State how many of the lines below contain the word "illuminated", matching case exactly. Give only the number.

## Records for this exercise
:::
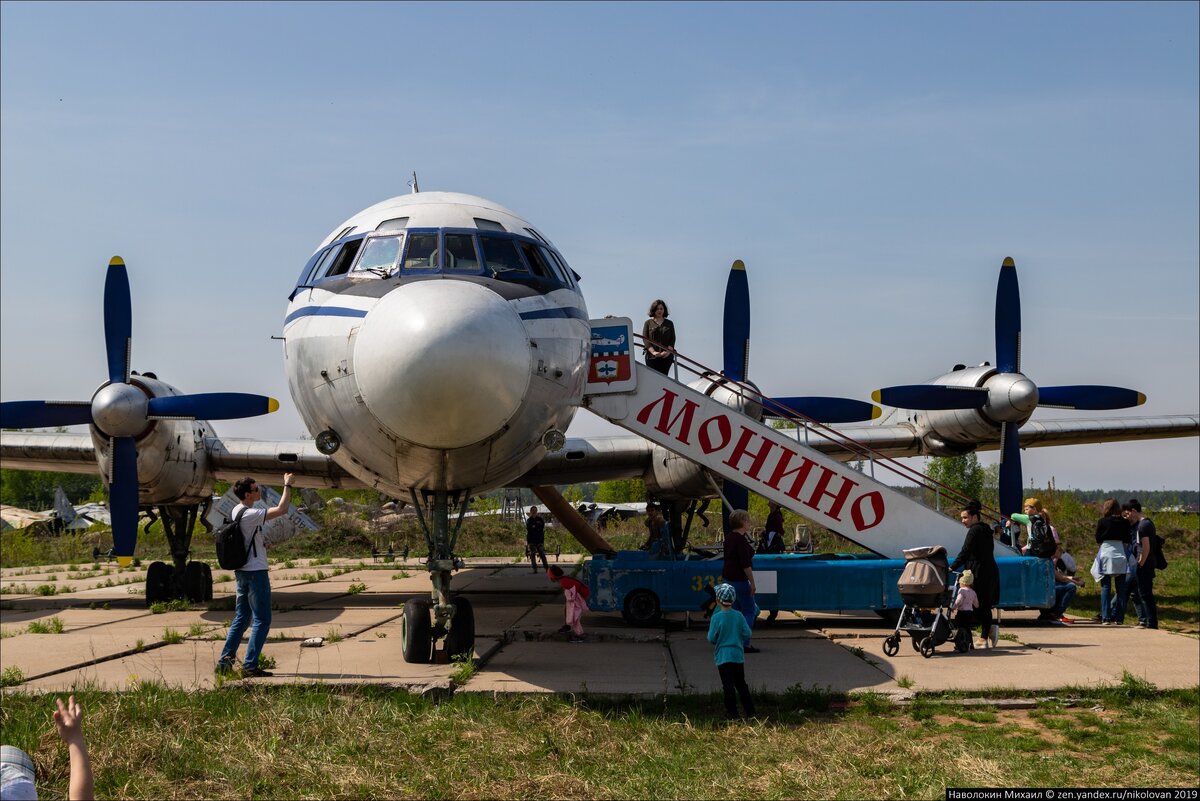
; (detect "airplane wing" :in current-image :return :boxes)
[0,415,1200,489]
[512,415,1200,487]
[0,430,366,489]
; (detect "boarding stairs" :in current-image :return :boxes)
[583,318,966,559]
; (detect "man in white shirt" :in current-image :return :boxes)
[217,472,294,676]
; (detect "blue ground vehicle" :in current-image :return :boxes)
[586,547,1054,626]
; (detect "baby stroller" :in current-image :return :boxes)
[883,546,971,660]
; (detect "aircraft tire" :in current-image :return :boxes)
[620,590,662,626]
[184,562,212,603]
[400,598,433,664]
[146,562,174,607]
[445,596,475,660]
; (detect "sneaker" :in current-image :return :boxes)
[241,668,275,679]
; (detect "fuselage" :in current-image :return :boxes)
[283,192,590,498]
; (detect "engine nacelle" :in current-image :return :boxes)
[91,375,214,505]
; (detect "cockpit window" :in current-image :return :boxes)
[521,242,554,281]
[479,234,529,278]
[354,236,404,275]
[318,239,362,278]
[445,234,479,272]
[404,234,439,272]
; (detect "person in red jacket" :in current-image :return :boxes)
[546,565,592,643]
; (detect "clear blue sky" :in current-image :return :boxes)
[0,2,1200,489]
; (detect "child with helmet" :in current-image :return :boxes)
[708,584,754,719]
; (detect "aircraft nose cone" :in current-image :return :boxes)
[354,279,533,448]
[91,384,150,436]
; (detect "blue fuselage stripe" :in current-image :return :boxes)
[521,306,588,320]
[283,306,367,325]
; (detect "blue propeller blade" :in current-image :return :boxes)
[0,401,91,428]
[996,258,1021,373]
[1038,384,1146,411]
[721,259,750,381]
[762,396,882,423]
[1000,423,1022,516]
[104,255,133,384]
[871,384,988,410]
[146,392,280,420]
[108,436,138,558]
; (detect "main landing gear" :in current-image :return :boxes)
[142,500,212,607]
[400,490,475,663]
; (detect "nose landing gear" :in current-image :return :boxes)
[401,490,475,663]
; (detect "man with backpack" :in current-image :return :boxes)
[217,472,294,676]
[1121,498,1166,628]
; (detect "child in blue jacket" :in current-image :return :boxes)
[708,584,754,719]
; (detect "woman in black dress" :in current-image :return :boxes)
[950,500,1000,648]
[642,299,674,375]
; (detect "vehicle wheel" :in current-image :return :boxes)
[445,596,475,660]
[622,590,662,626]
[875,609,900,626]
[400,598,433,664]
[184,562,212,603]
[146,562,174,607]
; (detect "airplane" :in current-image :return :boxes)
[0,187,1200,662]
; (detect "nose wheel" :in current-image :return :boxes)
[401,492,475,664]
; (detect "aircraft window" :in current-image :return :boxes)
[404,234,438,271]
[445,234,479,272]
[546,247,580,287]
[300,245,341,287]
[526,228,550,245]
[479,234,529,276]
[538,247,571,287]
[322,239,362,278]
[521,242,554,281]
[376,217,408,231]
[354,236,404,275]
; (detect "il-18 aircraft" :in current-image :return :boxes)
[0,192,1200,662]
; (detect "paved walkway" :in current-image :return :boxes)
[0,556,1200,697]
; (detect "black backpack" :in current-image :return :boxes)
[216,506,258,570]
[1027,514,1055,559]
[1146,531,1166,570]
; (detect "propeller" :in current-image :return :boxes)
[721,259,881,526]
[0,257,280,565]
[871,258,1146,514]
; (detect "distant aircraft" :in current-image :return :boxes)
[0,192,1200,662]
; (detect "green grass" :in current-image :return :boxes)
[0,682,1200,799]
[25,615,62,634]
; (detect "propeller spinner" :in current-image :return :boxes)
[0,257,280,565]
[871,258,1146,514]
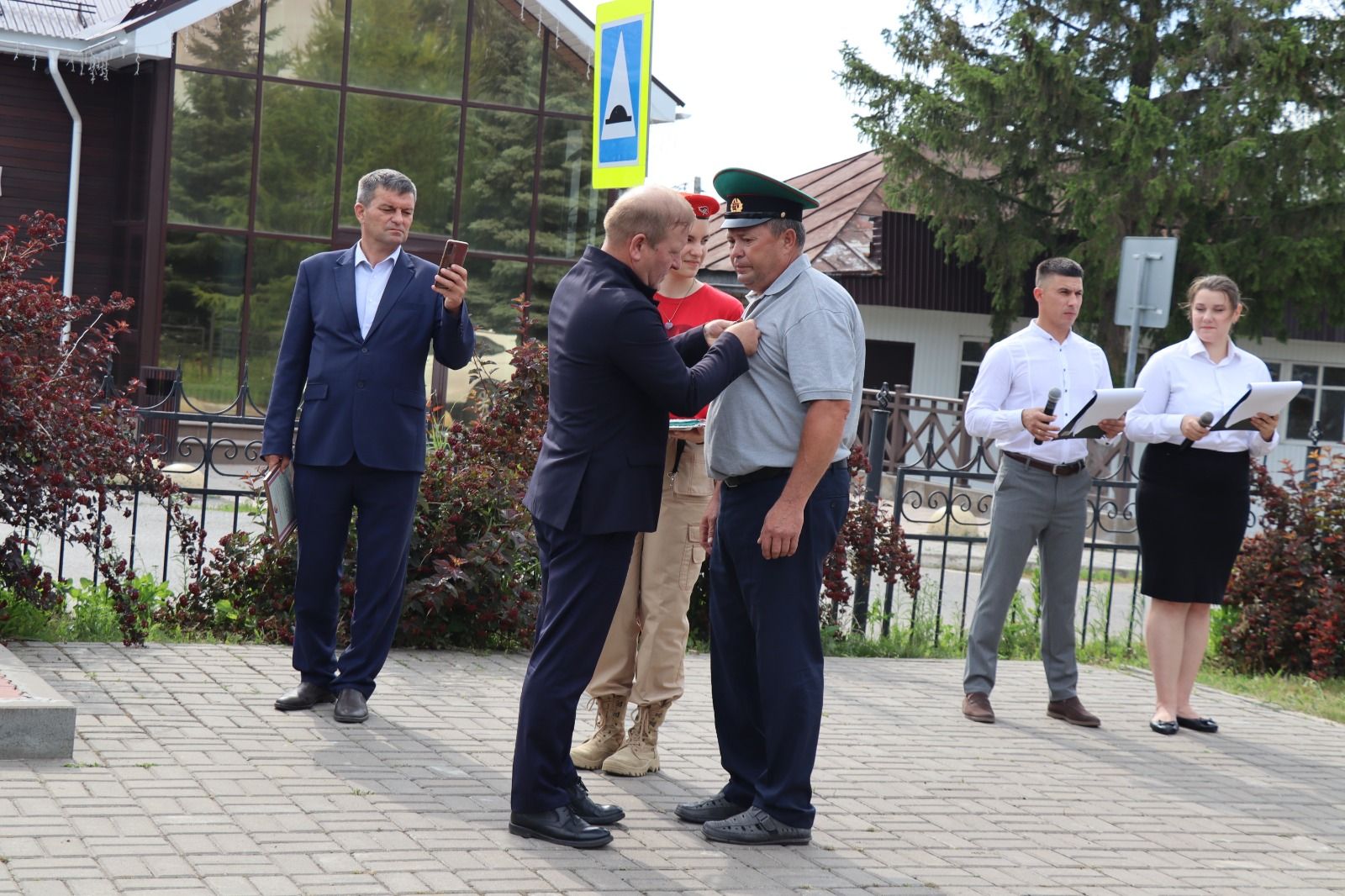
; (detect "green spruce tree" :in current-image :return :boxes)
[841,0,1345,370]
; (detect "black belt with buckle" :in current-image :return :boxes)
[724,460,846,488]
[1004,451,1084,477]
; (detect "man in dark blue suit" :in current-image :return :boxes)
[262,168,475,723]
[509,187,757,847]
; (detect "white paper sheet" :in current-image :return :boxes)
[1056,389,1145,439]
[1210,379,1303,430]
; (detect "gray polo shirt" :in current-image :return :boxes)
[704,256,863,479]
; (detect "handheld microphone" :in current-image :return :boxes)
[1181,410,1215,451]
[1031,386,1060,445]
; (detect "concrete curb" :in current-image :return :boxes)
[0,637,76,760]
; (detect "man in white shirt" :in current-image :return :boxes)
[962,258,1126,728]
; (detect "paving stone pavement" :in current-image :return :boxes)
[0,643,1345,896]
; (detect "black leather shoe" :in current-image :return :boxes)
[332,688,368,724]
[1177,716,1219,735]
[672,790,748,825]
[276,681,336,713]
[509,806,612,849]
[570,780,625,825]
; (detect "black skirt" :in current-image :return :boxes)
[1135,443,1251,604]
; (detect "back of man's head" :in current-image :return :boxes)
[603,184,695,251]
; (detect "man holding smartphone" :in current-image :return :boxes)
[262,168,475,723]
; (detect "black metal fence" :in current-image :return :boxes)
[5,369,1307,646]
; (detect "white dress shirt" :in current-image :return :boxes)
[1126,332,1279,457]
[964,320,1111,464]
[355,241,402,339]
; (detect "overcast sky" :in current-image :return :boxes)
[570,0,905,192]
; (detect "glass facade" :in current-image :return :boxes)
[165,0,605,408]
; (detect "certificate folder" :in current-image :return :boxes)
[1056,389,1145,439]
[261,466,296,546]
[1210,379,1303,430]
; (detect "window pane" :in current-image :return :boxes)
[467,256,535,338]
[350,0,467,98]
[247,238,331,409]
[340,92,462,234]
[527,264,572,342]
[168,71,257,228]
[536,119,605,258]
[159,231,246,410]
[177,0,261,72]
[546,33,593,117]
[467,0,546,109]
[262,0,345,83]
[1294,365,1316,386]
[257,83,340,235]
[1284,389,1316,439]
[1322,389,1345,441]
[457,109,536,255]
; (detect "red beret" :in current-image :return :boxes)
[682,192,720,220]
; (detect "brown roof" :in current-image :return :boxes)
[704,150,888,273]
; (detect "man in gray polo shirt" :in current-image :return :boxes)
[677,168,863,844]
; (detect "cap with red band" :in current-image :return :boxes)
[682,192,720,220]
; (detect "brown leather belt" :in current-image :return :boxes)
[724,460,847,488]
[1004,451,1084,477]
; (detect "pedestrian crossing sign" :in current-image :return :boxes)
[593,0,654,190]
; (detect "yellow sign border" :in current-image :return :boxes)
[590,0,654,190]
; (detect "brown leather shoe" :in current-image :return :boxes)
[1047,697,1101,728]
[962,690,995,725]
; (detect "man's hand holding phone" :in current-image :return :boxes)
[433,240,467,311]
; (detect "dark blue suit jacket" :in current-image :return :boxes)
[261,240,475,472]
[525,246,748,534]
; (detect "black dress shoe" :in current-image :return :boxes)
[570,780,625,825]
[332,688,368,724]
[276,681,336,713]
[672,790,748,825]
[1177,716,1219,735]
[1148,719,1177,735]
[509,806,612,849]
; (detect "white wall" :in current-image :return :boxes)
[859,305,1345,471]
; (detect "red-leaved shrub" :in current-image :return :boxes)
[1222,451,1345,679]
[0,211,200,645]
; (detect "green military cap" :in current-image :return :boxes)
[715,168,818,229]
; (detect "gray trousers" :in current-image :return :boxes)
[963,457,1092,699]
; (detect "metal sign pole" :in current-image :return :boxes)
[1126,251,1162,389]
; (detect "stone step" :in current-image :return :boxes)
[0,637,76,759]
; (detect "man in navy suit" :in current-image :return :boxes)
[262,168,475,723]
[509,187,757,847]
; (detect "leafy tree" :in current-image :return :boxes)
[841,0,1345,366]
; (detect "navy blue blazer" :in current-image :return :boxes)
[523,246,748,534]
[261,240,476,472]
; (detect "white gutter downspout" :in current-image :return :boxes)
[47,50,83,339]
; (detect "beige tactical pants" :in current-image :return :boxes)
[588,439,715,706]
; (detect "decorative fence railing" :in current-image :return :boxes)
[0,369,1318,645]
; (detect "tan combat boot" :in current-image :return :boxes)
[570,694,625,768]
[603,699,672,777]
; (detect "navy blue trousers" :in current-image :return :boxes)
[294,459,421,697]
[710,470,850,827]
[509,513,635,813]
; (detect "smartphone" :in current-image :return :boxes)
[439,240,467,268]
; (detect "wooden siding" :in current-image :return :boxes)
[0,58,163,379]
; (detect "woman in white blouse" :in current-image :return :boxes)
[1126,275,1279,735]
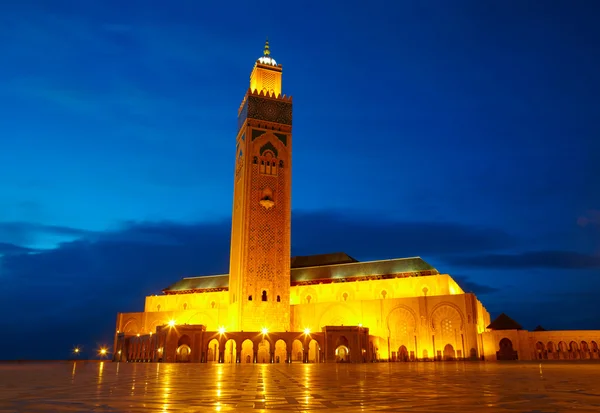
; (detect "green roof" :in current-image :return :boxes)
[163,253,439,294]
[290,252,358,269]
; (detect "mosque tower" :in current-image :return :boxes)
[227,40,292,332]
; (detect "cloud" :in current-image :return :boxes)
[292,211,520,259]
[577,209,600,227]
[0,242,35,256]
[0,222,93,246]
[452,274,502,296]
[445,251,600,270]
[0,210,596,358]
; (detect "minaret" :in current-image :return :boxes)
[227,40,292,331]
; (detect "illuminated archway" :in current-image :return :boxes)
[335,336,350,363]
[292,340,304,363]
[444,344,456,361]
[308,340,321,363]
[225,339,237,363]
[256,338,271,363]
[175,334,192,363]
[175,344,192,363]
[398,345,408,361]
[240,340,254,363]
[206,338,219,363]
[275,340,287,363]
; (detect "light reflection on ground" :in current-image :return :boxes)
[0,361,600,413]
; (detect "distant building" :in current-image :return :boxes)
[113,42,600,363]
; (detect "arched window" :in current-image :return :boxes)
[259,150,277,175]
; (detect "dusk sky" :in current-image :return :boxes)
[0,0,600,359]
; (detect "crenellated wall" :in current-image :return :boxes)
[290,274,464,305]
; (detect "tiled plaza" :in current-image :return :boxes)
[0,361,600,413]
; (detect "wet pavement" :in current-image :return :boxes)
[0,361,600,413]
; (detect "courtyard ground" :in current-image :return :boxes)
[0,361,600,413]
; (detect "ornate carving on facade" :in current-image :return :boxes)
[429,302,464,332]
[242,95,292,125]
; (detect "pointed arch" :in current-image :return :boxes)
[429,301,465,331]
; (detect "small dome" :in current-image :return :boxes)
[256,39,277,66]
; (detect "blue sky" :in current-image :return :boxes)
[0,0,600,358]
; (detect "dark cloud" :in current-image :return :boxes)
[0,222,92,245]
[292,211,520,259]
[0,242,34,255]
[451,274,502,296]
[0,211,596,358]
[445,251,600,270]
[0,211,515,358]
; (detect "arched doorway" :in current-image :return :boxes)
[444,344,456,361]
[569,341,579,359]
[175,334,192,363]
[535,341,548,360]
[590,340,599,358]
[241,339,254,363]
[256,338,271,363]
[225,339,237,363]
[206,338,219,363]
[292,340,304,363]
[275,339,288,363]
[546,341,558,359]
[580,341,590,359]
[308,340,321,363]
[398,345,408,362]
[335,336,350,363]
[558,341,569,360]
[496,337,518,360]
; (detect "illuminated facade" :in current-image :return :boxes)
[113,43,600,363]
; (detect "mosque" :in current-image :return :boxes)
[113,42,600,363]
:::
## Reply to the exercise
2